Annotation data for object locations

********************

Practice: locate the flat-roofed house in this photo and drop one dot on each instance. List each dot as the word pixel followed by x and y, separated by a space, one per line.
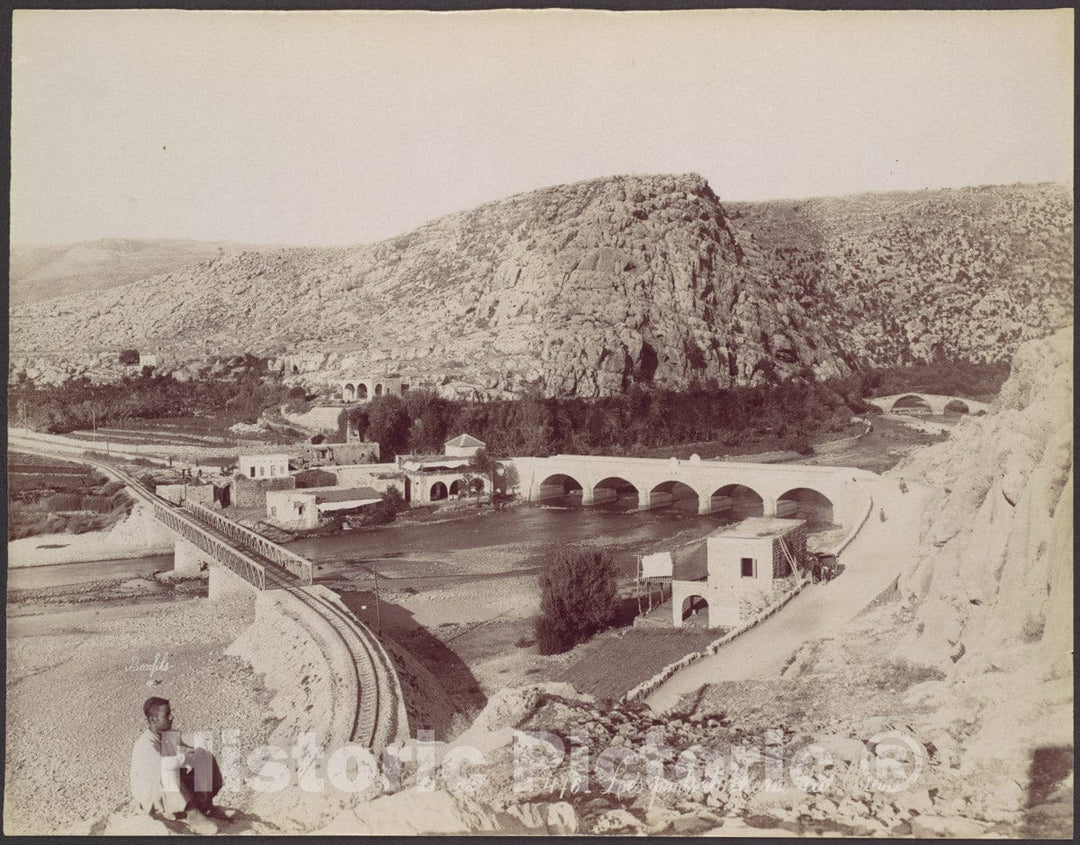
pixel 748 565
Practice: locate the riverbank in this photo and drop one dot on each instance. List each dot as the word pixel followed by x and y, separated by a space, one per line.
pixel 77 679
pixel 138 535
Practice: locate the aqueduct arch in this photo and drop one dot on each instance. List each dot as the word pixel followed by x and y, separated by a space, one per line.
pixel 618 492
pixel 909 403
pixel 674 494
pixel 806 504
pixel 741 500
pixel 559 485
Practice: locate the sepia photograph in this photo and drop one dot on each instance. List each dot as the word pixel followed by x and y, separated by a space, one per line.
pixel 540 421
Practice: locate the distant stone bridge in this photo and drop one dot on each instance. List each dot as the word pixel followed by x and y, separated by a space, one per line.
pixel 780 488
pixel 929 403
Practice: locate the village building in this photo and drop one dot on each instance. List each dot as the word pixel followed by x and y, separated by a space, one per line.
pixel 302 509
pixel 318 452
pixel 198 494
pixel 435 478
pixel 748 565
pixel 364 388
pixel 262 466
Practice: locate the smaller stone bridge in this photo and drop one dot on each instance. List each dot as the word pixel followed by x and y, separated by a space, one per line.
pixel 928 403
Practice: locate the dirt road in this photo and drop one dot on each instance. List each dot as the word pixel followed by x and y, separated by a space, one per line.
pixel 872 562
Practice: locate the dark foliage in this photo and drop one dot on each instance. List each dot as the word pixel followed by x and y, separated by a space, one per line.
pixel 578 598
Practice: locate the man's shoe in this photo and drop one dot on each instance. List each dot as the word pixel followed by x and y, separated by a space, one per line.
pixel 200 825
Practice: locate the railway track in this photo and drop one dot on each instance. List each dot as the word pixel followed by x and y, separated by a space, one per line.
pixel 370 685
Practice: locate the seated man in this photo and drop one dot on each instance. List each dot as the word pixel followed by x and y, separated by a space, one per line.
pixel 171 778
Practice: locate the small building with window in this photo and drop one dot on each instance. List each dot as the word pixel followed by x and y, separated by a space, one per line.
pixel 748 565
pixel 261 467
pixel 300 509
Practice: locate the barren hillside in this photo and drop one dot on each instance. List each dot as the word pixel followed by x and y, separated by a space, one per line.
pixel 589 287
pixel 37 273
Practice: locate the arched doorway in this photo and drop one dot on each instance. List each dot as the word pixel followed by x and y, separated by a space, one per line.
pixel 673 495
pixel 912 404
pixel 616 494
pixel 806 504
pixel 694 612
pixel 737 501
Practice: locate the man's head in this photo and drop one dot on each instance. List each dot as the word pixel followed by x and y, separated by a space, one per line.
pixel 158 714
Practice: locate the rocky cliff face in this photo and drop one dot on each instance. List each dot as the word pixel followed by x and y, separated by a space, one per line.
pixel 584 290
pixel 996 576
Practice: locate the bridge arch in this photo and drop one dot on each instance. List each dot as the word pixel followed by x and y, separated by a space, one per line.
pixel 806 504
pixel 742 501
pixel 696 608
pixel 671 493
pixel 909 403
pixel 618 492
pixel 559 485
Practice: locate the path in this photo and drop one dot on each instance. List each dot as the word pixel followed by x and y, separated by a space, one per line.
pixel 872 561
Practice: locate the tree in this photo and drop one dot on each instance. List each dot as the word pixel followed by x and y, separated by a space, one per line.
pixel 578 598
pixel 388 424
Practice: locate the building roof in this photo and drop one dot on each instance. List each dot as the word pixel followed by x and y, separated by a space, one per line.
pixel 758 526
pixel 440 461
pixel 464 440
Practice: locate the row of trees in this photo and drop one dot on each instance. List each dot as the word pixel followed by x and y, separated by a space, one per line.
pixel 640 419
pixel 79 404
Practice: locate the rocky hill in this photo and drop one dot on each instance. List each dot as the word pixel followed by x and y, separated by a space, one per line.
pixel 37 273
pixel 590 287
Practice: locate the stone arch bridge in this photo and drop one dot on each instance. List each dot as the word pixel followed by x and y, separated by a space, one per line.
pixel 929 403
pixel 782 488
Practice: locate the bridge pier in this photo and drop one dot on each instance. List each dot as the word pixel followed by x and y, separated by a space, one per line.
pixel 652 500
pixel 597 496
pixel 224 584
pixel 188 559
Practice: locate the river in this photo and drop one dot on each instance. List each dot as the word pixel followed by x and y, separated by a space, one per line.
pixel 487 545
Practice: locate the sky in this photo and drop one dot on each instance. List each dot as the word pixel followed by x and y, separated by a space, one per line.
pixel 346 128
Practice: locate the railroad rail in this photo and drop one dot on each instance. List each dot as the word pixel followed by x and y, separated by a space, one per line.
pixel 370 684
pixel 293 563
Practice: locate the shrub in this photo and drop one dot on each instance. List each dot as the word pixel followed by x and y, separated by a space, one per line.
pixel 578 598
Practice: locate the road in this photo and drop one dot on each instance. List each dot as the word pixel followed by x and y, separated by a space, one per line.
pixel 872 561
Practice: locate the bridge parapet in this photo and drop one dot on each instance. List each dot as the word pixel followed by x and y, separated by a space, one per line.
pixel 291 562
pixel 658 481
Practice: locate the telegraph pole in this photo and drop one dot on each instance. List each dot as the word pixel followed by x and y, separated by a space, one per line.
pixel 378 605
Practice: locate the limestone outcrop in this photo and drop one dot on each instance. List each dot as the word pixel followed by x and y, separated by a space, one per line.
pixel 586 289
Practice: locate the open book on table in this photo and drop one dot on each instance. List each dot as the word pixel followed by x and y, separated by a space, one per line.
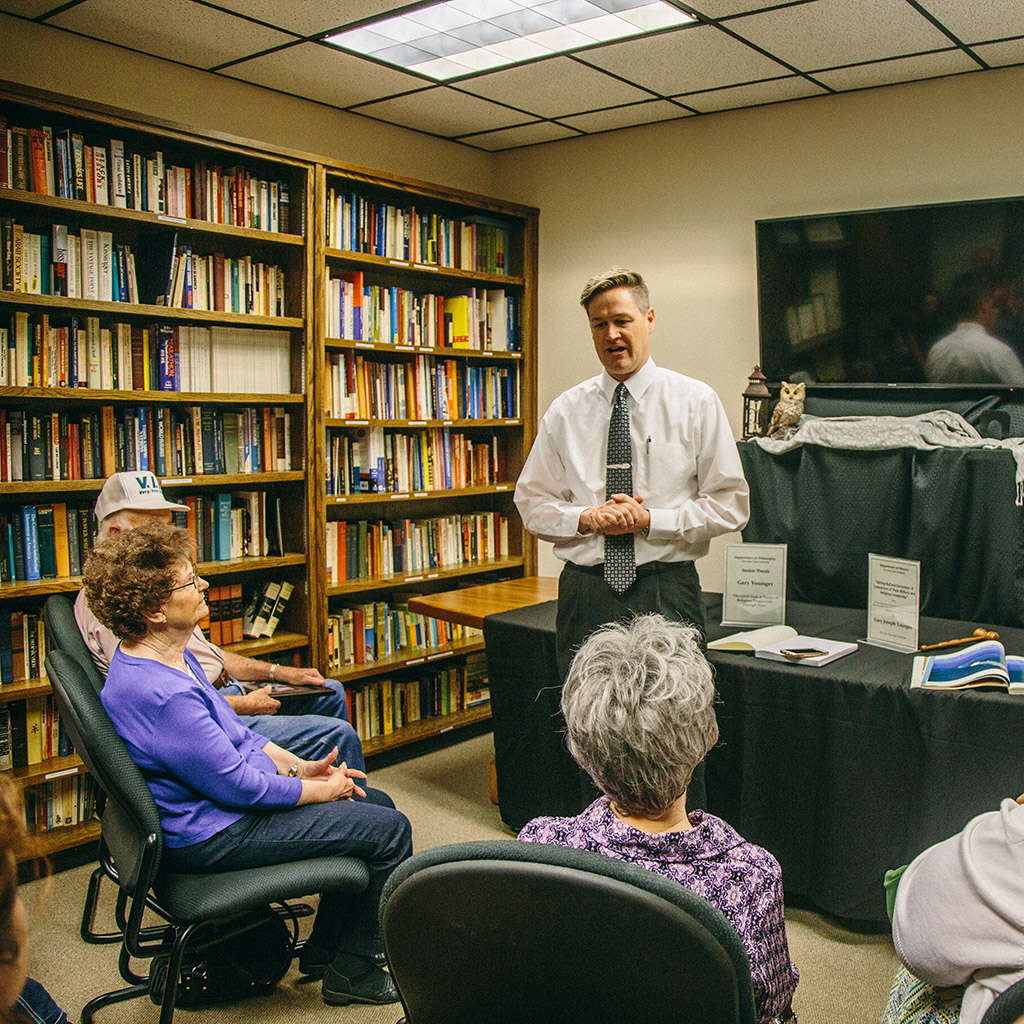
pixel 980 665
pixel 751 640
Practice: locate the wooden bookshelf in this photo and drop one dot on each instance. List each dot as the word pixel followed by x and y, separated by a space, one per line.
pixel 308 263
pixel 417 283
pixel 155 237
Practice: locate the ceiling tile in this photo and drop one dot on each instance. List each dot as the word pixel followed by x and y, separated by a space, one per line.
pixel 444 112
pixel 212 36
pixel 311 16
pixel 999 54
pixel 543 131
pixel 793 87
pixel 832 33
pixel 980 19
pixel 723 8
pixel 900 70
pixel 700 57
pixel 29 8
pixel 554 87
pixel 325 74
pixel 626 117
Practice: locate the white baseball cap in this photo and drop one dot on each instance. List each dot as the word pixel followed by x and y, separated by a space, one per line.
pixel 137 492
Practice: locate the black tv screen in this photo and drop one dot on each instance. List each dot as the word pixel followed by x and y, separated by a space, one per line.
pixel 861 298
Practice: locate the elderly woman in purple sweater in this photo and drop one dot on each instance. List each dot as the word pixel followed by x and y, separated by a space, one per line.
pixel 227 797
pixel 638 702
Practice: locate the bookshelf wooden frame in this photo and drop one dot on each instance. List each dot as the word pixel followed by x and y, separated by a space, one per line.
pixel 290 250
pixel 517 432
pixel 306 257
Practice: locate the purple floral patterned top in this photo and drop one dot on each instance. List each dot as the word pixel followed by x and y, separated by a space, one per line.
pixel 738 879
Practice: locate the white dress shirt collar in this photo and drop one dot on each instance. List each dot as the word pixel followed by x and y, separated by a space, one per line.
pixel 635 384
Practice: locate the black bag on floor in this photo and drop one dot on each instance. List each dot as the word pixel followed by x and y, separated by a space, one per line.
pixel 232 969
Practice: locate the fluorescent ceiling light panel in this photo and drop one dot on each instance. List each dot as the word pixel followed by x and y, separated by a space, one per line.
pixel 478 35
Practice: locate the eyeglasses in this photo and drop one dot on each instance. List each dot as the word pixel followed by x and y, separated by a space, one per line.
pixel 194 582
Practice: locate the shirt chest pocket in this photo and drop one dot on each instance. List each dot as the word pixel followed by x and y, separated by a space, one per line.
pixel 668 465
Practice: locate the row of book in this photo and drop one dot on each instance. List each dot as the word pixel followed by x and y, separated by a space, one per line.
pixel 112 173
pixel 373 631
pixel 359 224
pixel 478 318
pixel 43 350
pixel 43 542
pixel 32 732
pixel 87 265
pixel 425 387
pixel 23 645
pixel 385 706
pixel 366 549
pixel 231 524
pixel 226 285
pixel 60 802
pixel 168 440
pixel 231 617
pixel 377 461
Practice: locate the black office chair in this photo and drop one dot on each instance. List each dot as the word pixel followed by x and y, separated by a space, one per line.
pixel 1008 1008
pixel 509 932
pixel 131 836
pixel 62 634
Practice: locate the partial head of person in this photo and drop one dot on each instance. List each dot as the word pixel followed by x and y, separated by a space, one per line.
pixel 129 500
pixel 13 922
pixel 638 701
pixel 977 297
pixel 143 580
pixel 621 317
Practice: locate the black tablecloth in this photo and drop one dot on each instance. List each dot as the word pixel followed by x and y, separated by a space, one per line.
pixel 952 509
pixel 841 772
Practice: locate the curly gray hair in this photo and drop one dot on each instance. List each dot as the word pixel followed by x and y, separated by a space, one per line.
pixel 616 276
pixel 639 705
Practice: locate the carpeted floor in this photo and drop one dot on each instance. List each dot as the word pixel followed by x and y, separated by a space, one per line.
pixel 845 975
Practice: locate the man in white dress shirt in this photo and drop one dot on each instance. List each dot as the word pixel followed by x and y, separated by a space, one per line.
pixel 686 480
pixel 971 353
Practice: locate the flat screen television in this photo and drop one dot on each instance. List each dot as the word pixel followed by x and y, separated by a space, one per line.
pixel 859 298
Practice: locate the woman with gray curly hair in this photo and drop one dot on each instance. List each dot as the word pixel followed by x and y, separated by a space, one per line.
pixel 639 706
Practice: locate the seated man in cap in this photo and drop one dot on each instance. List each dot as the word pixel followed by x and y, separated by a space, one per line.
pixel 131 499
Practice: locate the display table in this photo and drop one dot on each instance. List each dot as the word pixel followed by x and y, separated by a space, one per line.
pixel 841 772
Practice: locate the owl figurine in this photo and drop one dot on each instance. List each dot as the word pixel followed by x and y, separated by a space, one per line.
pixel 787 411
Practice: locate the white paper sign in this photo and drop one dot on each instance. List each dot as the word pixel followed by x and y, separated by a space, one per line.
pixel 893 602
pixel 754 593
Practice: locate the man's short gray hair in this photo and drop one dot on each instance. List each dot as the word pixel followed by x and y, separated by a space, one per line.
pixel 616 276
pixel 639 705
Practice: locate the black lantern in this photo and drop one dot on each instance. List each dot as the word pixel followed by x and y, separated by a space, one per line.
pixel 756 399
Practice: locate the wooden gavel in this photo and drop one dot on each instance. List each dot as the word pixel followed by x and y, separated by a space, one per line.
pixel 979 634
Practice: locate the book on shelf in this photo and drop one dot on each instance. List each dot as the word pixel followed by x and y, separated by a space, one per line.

********************

> [SHORT PROBLEM]
Reproduce the records word for word, starting with their first line and ending with the line that contains "pixel 872 562", both included. Leave the pictures out of your copy.

> [EXERCISE OUTPUT]
Practice: locate the flat-roofed house in this photo and drop one dot on each instance. List each dot as the word pixel followed by x and y, separated by a space, one per line.
pixel 748 565
Practice: locate the riverbank in this photo and drop one dot on each instance. List each dot as the word pixel followed by x and y, separated by a space, one per line.
pixel 77 679
pixel 138 535
Practice: locate the aqueduct arch in this photo and drop one dot on each instance. List each dot as the word pixel followed by x and y, separated by a space, one per line.
pixel 618 492
pixel 909 403
pixel 674 494
pixel 806 504
pixel 741 500
pixel 559 485
Practice: locate the sepia photograph in this photo and drop one dot on each instance. List each dot as the word pixel followed by x and y, separated by a space, one per line.
pixel 540 421
Practice: locate the distant stone bridge in this photo and drop one dot on each instance. List each dot as the word pixel followed by x and y, separated by a space, one per line.
pixel 780 488
pixel 929 403
Practice: locate the village building in this photo and drop one dot on each instance. List each dot as the word pixel followed by x and y, separated by a space, one per line.
pixel 302 509
pixel 318 452
pixel 198 494
pixel 435 478
pixel 748 565
pixel 364 388
pixel 262 466
Practice: locate the smaller stone bridge in this photo and drop one dot on each instance. List each dot as the word pixel followed by x and y, separated by a space, one per line.
pixel 928 403
Practice: locate the dirt road in this photo and drop one dot on each instance. List each dot as the word pixel followed by x and y, separated by a space, one per line.
pixel 872 562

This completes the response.